(Point-per-instance localization data)
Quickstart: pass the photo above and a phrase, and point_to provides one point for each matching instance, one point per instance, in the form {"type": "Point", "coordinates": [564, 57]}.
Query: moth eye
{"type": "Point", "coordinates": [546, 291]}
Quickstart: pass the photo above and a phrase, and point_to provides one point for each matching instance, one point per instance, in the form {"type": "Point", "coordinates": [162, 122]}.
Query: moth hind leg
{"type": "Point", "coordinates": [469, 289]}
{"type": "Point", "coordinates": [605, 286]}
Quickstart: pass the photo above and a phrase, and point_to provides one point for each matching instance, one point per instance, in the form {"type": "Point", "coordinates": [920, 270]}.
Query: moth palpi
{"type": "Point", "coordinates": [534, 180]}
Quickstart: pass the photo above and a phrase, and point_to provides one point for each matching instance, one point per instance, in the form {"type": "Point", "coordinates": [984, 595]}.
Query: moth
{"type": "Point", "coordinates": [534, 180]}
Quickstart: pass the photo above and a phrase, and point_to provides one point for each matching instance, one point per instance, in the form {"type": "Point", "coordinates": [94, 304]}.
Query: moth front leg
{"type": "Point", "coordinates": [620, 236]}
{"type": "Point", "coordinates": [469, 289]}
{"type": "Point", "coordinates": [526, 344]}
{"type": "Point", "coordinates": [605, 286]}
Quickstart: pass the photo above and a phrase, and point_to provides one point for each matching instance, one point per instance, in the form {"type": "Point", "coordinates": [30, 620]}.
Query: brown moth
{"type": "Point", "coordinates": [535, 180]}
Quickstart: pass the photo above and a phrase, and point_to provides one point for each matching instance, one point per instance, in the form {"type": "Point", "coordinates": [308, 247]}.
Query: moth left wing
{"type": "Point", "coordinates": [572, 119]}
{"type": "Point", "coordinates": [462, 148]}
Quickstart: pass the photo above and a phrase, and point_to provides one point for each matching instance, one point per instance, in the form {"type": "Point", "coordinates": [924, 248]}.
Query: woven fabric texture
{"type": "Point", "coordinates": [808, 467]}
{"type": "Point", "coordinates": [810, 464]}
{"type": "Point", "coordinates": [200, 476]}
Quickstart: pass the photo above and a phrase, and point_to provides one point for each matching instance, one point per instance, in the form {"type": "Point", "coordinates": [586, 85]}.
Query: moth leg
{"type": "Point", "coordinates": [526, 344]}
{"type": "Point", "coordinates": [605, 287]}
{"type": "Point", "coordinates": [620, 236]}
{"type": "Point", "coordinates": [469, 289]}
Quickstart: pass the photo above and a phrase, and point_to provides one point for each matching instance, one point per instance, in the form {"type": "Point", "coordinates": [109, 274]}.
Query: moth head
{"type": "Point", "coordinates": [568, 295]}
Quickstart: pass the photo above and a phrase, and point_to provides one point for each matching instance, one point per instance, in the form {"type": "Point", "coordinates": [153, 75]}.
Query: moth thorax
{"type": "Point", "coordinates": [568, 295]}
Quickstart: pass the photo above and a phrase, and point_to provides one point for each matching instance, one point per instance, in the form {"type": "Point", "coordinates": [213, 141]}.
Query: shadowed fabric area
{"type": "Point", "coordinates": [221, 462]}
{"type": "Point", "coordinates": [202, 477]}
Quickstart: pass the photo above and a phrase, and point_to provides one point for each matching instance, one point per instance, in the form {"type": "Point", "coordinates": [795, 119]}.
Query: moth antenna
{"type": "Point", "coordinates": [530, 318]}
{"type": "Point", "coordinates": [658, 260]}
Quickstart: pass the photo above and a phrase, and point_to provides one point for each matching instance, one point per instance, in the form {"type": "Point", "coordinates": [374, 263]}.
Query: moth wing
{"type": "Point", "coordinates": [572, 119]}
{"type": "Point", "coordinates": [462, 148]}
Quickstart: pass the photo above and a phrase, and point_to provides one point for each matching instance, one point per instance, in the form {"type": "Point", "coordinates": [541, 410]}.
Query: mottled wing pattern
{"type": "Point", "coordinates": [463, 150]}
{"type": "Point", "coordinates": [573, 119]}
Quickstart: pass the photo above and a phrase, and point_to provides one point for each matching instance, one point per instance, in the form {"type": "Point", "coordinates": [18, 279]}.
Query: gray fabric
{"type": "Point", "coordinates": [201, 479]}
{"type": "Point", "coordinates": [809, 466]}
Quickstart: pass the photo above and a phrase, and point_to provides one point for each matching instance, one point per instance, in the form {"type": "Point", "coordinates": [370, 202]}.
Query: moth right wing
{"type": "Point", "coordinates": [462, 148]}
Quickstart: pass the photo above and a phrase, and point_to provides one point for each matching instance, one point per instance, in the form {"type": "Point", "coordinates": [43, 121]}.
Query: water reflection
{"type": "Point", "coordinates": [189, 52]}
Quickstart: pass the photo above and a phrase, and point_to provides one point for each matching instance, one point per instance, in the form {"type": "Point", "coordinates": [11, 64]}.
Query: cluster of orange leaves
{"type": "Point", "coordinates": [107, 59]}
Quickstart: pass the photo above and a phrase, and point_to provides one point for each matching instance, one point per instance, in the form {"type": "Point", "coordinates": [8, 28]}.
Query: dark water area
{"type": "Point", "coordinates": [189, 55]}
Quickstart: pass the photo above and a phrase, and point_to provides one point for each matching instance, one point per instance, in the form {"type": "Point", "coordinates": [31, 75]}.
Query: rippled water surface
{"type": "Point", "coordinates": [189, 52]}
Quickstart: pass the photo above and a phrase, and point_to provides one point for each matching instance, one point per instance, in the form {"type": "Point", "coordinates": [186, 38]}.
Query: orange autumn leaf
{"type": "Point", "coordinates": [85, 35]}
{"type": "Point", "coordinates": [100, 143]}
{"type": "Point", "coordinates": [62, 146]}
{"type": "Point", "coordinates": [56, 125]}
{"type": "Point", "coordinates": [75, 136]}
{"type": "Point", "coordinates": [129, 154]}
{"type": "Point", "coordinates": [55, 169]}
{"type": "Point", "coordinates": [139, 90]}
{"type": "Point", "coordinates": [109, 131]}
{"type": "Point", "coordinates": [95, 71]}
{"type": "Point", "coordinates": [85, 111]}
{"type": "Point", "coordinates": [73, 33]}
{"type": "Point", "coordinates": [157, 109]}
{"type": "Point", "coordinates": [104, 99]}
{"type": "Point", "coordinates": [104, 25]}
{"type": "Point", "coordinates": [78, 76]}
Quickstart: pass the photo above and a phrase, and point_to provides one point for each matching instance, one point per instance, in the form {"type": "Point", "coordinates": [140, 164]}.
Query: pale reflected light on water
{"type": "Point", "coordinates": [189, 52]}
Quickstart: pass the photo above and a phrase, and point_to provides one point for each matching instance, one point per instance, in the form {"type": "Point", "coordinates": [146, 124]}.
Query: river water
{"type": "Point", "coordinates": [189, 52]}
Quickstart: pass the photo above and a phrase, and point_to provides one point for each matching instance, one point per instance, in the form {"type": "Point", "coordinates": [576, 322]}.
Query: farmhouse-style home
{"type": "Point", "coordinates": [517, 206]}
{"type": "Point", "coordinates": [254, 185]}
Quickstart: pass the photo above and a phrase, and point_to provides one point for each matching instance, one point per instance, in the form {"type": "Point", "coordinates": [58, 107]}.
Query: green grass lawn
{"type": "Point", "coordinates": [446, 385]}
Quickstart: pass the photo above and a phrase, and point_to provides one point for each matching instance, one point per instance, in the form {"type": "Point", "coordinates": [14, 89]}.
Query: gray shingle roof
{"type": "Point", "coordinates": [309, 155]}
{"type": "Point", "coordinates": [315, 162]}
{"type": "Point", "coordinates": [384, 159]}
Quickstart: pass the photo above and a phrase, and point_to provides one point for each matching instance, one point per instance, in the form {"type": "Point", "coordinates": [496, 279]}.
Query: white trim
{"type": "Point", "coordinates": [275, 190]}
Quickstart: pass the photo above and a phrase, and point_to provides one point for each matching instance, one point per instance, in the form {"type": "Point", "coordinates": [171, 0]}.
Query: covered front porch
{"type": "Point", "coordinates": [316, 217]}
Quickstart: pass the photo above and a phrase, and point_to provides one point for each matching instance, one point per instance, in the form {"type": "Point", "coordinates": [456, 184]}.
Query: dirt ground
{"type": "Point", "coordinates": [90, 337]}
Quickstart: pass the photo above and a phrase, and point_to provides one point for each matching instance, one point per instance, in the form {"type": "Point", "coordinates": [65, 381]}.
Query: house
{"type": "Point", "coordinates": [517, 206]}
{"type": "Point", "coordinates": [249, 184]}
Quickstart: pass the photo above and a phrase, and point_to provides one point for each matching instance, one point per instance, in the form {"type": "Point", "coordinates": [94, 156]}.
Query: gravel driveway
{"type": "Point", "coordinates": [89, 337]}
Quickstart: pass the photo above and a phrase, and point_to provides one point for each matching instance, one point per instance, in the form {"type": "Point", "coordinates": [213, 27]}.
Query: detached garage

AIM OF THE TASK — Your output should consist only of the lines from the one containing "Query: gravel driveway" to the end of the records above, each retyped exactly.

SOLUTION TO THE EXERCISE —
Query: gravel driveway
{"type": "Point", "coordinates": [89, 337]}
Quickstart: pass the photo above and a phrase, and point_to provides one point for each matching instance, one point per instance, in the form {"type": "Point", "coordinates": [213, 27]}.
Query: detached garage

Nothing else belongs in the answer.